Text —
In this edition, we’ll be delving deep into fireside reds and hot tub whites, learning WTF vegan wines are, and meeting the couple who make some of the best bubbles in the Okanagan. Enjoy!
Celebrate International Women’s Day on March 8th with a special five-course collaborative fundraising dinner by The Paisley Notebook at Liquidity Wines in Okanagan Falls. All profits from the fourth-annual dinner will be donated to Foundry Penticton/Kelowna, South Okanagan Women in Need Society and Slow Food Canada. Now in its fourth year, the event has raised almost $30,000. This year’s celebration will bring together the culinary talents of Andrea Callan (Red Fox Club at Indigenous World Winery, West Kelowna), Aman Dosanj (The Paisley Notebook, Kelowna), Dana Ewart (Penticton), Christine Sandford (Biera, Edmonton) and Kelsey Johnson (Café Linnea, Edmonton) with wine pairings generously donated by top winemakers and winery owners from across the Valley—Alison Moyes (Liquidity Wines), Christy Bibby (Nighthawk Vineyards), Keira LeFranc (Stag’s Hollow Winery), Leslie D’Andrea (Noble Ridge) and Severine Pinte (La Stella Winery). Tickets available online
I love this new experience from Tinhorn Creek! You can enjoy their Crush Club Wine Lounge to taste through a guided flight of four wines in varietal specific glasses with time afterwards to relax and enjoy the space. It’s $20 per person or $15 for Crush Club members and you can upgrade with a Miradoro Charcuterie board if you order in advance. Tickets available online or call 250-498-3742
The Terminal Club in Vancouver will be playing host to the Okanagan Falls and Skaha Lake Winery Association on Wednesday, April 22nd as they debut their spring release wines. Some of my all-time favourites including Meyer, Pentage, Wild Goose and Noble Ridge will be pouring, and this is a great chance to do a little tasting recon before planning a trip later in the year! Tickets available online
Keep an eye out for news of Mt Boucherie’s new tasting room and their much-anticipated restaurant, The Modest Butcher which should be opening very soon!

Supplied information —
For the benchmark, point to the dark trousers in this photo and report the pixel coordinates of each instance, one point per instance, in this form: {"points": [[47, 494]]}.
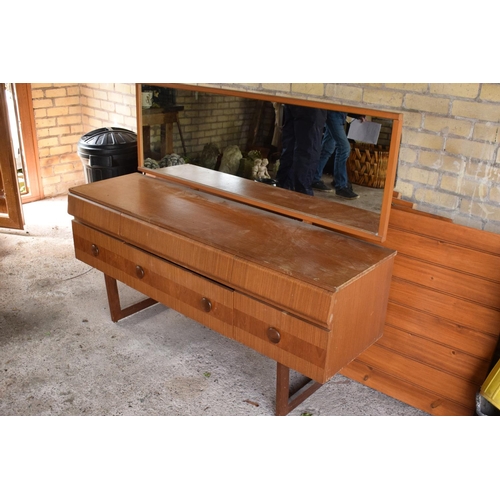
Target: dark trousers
{"points": [[301, 141]]}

Set exercise 1 — According to the wine newsletter, how much has the International Women's Day fundraising dinner raised in its four years?
Set exercise 2 — Repeat the part of the wine newsletter that begins at the words "In this edition, we’ll" and stops after "the Okanagan. Enjoy!".

Right answer 1 — Almost $30,000.

Right answer 2 —
In this edition, we’ll be delving deep into fireside reds and hot tub whites, learning WTF vegan wines are, and meeting the couple who make some of the best bubbles in the Okanagan. Enjoy!